## [Text]
* * *

Rees’s warning, in a Sunday Times interview, is partly prompted by the failure of scientists working on the greatest problem of modern physics — to reconcile the forces that govern the behaviour of the cosmos, including planets and stars, with those that rule the so-called microworld of atoms and particles.

Rees points out how Albert Einstein was able to use mathematical theories developed in the early 19th century to build his 1915 theory of general relativity, describing how gravity controlled stars and planets.

Similarly, early 20th-century physicists such as Paul Dirac used “off-the-shelf” mathematical systems when devising quantum theory, which describes how nature works at a sub-atomic level.

The problem faced by their successors is that the two theories are deeply contradictory — and no one can find the mathematical tools needed to bring them together into a “unified theory”.

Rees points out that thousands of scientists have been working on this problem for several decades and are still nowhere near an answer.

“There are powerful reasons to suspect that space has a grainy structure but on a scale a trillion trillion times smaller than atoms. Solving how this might work is crucial for 21st-century science,” he said.

Rees believes the most promising idea is “string theory” which suggests that the particles that make up atoms are “woven from space itself”.

Such particles, he suggests, could exist in 10 or 11 dimensions. Humans, by contrast, can experience only the three spatial dimensions plus time.

He adds that there could even be other 3-D universes “embedded alongside ours”.

“In theory, there could be another entire universe less than a millimetre away from us, but we are oblivious to it because that millimetre is measured in a fourth spatial dimension and we are imprisoned in just three,” he said.

* * *

## [Stored rows]

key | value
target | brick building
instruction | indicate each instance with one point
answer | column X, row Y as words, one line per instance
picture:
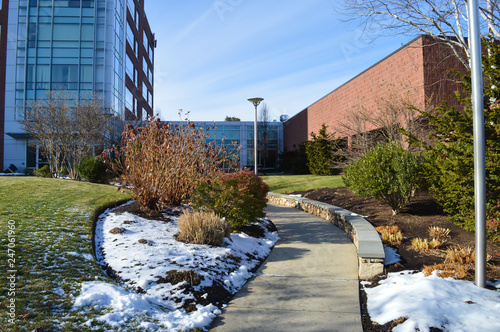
column 418, row 72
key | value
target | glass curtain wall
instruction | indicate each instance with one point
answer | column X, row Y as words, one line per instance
column 61, row 45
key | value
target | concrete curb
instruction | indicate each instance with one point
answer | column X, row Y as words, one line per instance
column 371, row 253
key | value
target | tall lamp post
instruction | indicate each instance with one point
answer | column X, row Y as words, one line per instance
column 479, row 142
column 255, row 102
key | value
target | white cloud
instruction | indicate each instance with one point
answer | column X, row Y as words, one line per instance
column 213, row 56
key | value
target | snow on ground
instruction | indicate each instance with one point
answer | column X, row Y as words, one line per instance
column 448, row 304
column 141, row 257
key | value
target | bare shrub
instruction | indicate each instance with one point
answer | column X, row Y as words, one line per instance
column 67, row 127
column 392, row 238
column 164, row 163
column 203, row 228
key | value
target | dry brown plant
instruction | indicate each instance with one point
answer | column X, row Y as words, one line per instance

* * *

## [Objective]
In the article about Rees and the search for a unified theory of physics, how many dimensions does he suggest the particles that make up atoms could exist in?

## [Solution to this task]
They could exist in 10 or 11 dimensions.